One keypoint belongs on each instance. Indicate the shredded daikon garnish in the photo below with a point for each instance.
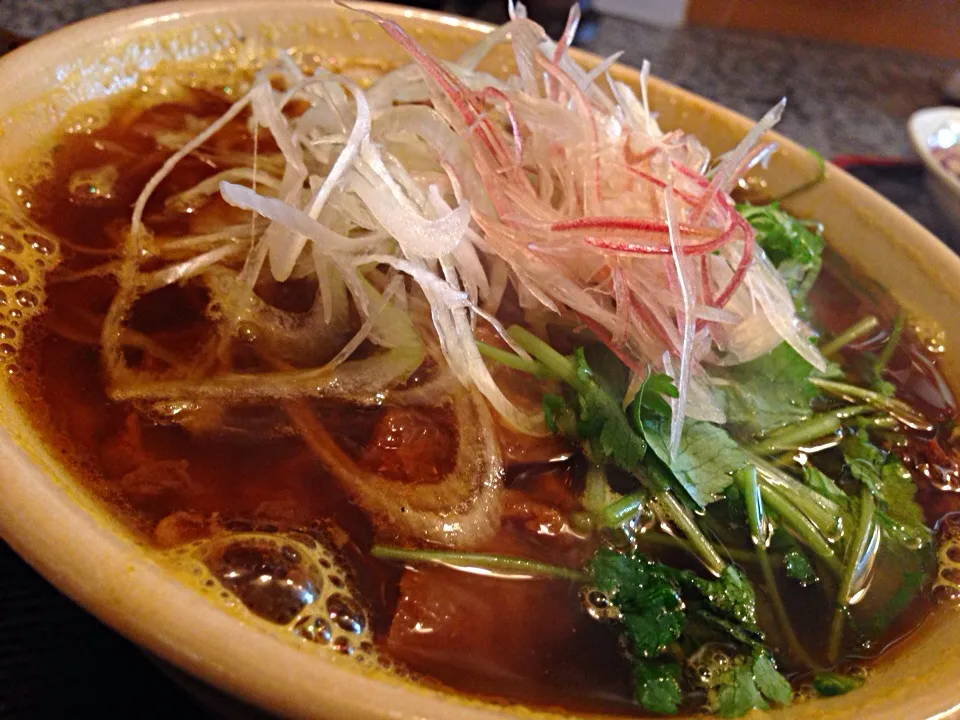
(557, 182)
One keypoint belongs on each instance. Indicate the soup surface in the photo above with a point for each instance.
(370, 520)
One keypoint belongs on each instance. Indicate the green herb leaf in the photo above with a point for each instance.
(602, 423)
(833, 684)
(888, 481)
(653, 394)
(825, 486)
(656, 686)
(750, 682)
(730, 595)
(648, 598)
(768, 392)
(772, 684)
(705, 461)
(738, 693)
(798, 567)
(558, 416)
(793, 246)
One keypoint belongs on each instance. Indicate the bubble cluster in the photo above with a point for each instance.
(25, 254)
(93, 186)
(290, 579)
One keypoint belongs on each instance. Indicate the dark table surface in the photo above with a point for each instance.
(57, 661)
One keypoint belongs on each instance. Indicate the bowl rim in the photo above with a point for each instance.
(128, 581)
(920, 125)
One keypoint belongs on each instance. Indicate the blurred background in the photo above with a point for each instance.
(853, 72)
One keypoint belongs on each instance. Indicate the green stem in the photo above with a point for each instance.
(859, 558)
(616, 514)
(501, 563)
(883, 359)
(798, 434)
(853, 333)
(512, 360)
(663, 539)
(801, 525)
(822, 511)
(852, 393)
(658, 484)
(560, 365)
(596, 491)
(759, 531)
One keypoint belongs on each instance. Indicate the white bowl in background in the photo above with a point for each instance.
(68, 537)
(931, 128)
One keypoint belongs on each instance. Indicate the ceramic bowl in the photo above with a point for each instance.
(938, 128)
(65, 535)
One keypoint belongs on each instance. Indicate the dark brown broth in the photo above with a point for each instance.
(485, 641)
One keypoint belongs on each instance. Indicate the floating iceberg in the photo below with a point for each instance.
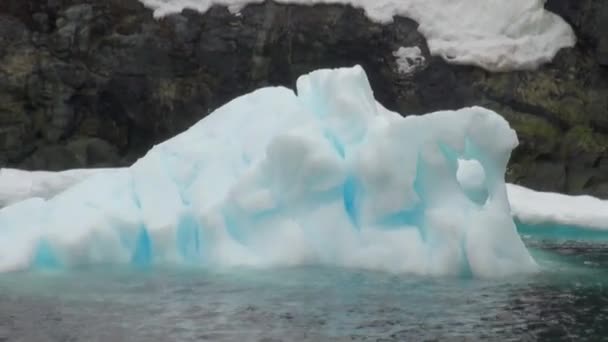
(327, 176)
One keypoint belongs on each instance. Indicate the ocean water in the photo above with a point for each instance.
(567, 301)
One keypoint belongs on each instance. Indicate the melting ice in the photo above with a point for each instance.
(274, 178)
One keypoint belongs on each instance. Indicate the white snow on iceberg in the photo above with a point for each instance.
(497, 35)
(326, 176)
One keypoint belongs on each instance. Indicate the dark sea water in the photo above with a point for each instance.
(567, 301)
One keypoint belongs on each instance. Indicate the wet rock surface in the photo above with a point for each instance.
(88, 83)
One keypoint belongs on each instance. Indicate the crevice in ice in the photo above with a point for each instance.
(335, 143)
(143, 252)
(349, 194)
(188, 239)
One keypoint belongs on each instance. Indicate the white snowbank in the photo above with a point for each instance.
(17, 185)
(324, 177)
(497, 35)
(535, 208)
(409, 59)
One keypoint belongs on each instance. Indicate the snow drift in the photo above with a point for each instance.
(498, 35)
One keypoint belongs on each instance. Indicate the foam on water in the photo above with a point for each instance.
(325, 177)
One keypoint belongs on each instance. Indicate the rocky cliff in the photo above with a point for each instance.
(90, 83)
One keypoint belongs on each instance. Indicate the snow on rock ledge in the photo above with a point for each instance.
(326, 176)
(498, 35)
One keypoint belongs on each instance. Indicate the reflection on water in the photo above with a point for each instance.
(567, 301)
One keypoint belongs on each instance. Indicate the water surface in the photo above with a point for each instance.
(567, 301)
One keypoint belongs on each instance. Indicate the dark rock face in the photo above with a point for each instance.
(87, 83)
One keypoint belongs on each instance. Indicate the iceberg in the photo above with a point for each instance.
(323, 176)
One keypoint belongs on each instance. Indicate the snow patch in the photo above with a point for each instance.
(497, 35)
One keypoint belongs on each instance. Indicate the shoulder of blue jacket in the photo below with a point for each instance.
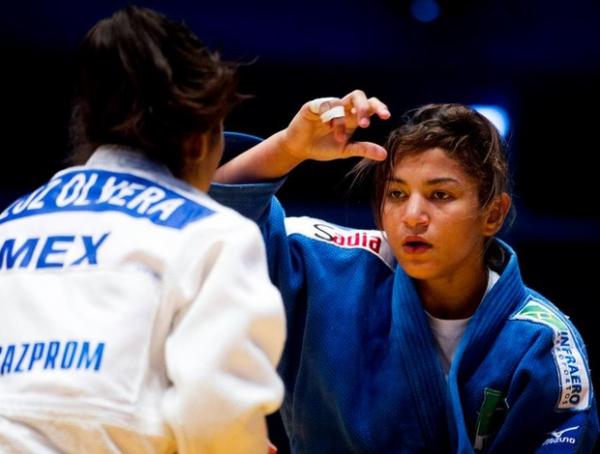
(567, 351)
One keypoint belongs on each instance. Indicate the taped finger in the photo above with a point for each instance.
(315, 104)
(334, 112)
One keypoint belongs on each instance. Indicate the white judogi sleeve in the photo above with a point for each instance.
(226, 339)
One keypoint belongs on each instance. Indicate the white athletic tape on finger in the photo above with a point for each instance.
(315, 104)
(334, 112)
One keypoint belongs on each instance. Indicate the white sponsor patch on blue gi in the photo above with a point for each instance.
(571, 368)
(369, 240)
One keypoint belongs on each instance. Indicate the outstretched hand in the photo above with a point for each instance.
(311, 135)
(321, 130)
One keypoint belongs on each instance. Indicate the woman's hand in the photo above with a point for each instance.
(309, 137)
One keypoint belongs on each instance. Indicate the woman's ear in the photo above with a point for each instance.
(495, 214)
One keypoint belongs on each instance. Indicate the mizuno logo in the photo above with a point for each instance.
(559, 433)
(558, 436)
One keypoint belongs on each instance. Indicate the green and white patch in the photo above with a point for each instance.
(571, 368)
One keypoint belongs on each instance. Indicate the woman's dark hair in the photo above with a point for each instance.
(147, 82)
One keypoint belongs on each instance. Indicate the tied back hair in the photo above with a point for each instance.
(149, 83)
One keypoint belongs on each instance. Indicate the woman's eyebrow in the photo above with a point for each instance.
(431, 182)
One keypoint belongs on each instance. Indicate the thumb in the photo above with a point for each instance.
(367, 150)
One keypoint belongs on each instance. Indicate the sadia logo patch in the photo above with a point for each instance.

- **What is required**
Restate the records above exactly, less any pictures.

- **Result below**
One keypoint belongs on each instance. Indicate the shredded daikon garnish in the photo below with a point for each instance.
(557, 182)
One keypoint belongs on each instance. Indicate the soup surface in the photo above with a point for each instance.
(370, 520)
One keypoint belongs on each instance. Indicate the green herb leaf in the photo above with a point for each instance.
(602, 423)
(833, 684)
(888, 481)
(653, 394)
(825, 486)
(656, 686)
(750, 682)
(730, 595)
(648, 598)
(768, 392)
(772, 684)
(705, 461)
(738, 693)
(798, 567)
(558, 416)
(793, 246)
One keypoint belongs on each instance. Indicate the bubble cluster in the photo above with a point for each instance.
(25, 254)
(93, 186)
(290, 579)
One keypoint belongs on each instance. Indicate the dark table surface in the photo above with a point for each instance.
(57, 661)
One keypoint belongs on each instance. Indicate the bowl rim in the photo above with a point for each instance.
(128, 581)
(920, 125)
One keypoint belongs on each instance. Indicate the blurred background in the photo above with a point for each instance.
(853, 72)
One keypoint belongs on each instance. Indicate the green stem in the photo above with a point for each instance.
(859, 558)
(616, 514)
(501, 563)
(883, 359)
(798, 434)
(853, 333)
(512, 360)
(663, 539)
(801, 525)
(822, 511)
(852, 393)
(658, 484)
(560, 365)
(596, 491)
(759, 531)
One keypoint belongs on each instance. Indicate the white bowl in background in the photo above with a point for each instance.
(68, 537)
(931, 128)
One keypoint belongs on each instance. Indicate the ceramic bowl in the photo above with a point for each instance.
(938, 128)
(65, 535)
One keypoint belongs on each instance. Indicate the dark brown broth in the photo above with a point for each instance.
(485, 641)
One keypoint belongs on each instance. Indicate the floating iceberg in the photo below with a point for each instance.
(327, 176)
One keypoint belongs on each instance. Indicate the ocean water in the photo above with a point for each instance.
(567, 301)
One keypoint belongs on each instance. Indicate the melting ice in the photo above with a point for each instance.
(274, 178)
One keypoint belongs on each instance. Indicate the white snow on iceberg in the photo above with a point for each instance.
(497, 35)
(326, 176)
One keypoint belongs on each instance. Indicate the dark sea water in the photo above with a point for each instance.
(567, 301)
One keypoint belongs on each instance. Indicate the wet rock surface in the photo above with a point for each instance.
(88, 83)
One keypoint belongs on each instance. Indicate the crevice in ice in the photo above with a point for each instance.
(335, 143)
(143, 252)
(349, 194)
(188, 239)
One keypoint belongs on each instance. Indicate the white snowbank in the photo above with a point for each instance.
(17, 185)
(324, 177)
(497, 35)
(535, 208)
(409, 59)
One keypoint belongs on each instance. Indicate the snow drift in the photo above with a point for each instance.
(498, 35)
One keypoint belongs on each instance. Indicate the foam on water in the photo above with a point for each instance.
(325, 177)
One keypoint belongs on each instance. Indicate the rocky cliff in the photo above with a point for each instance.
(90, 83)
One keypoint belongs on each instance. Indicate the snow on rock ledge in the photo above with a point for each instance.
(326, 176)
(498, 35)
One keypoint belongs on each instance. Indicate the reflection on water in the photo above with a point for each instance.
(567, 301)
One keypoint belongs on each instance. Indicate the water surface in the photo above with a point for each instance.
(567, 301)
One keypoint belongs on each instance. Indicate the dark rock face in the photo above with a point for each instance.
(87, 83)
One keypoint belongs on each instance. Indicate the iceberg in the photo above with a point for each instance.
(323, 176)
One keypoint belongs on each instance. Indicate the snow patch in the photo above with a point for each instance.
(497, 35)
One keypoint belongs on each instance. Indicate the shoulder of blue jacket in the photo below with a point for each instance.
(567, 351)
One keypoint belongs on each instance. Indicate the taped finger in the photo above with a point for each instance.
(315, 104)
(334, 112)
One keypoint belongs on each instance. Indicate the white judogi sleeve in the photo above with a point for each instance.
(226, 339)
One keypoint belongs on each instance. Indicate the white athletic tape on finger in the photo above with a point for each instance.
(315, 104)
(334, 112)
One keypoint belongs on each instance. Indicate the white sponsor patch on blue gi in the photo above with a point for each instance.
(571, 368)
(369, 240)
One keypoint belongs on each instance. Indicate the outstretched hand in the photo above with a point for each instance.
(311, 135)
(321, 130)
One keypoint belongs on each instance. Indicate the woman's hand in the photo above with a point for each instance.
(309, 137)
One keypoint belongs on each instance. Indicate the woman's ear in the photo above with a point for each instance.
(495, 214)
One keypoint belongs on each instance. Indicate the mizuno logo in the photo above with a point for each instance.
(559, 433)
(558, 436)
One keypoint belongs on each instance. Indicate the green and white patch in the photo above with a point for each instance.
(571, 368)
One keypoint belongs on each instance. Indicate the woman's dark hair in the photo above with a point for each instance.
(147, 82)
One keypoint belongs on each instance. Indicate the tied back hair in the photo above with a point for each instance.
(149, 83)
One keypoint belongs on each instance. Indicate the woman's eyebrow in the photo above with a point for each instance.
(431, 182)
One keypoint belongs on each instance. Indicate the thumb in the photo above with a point for each instance.
(367, 150)
One keypoint belongs on each instance. Indicate the sadia logo patch in the photo above with a point for each instance.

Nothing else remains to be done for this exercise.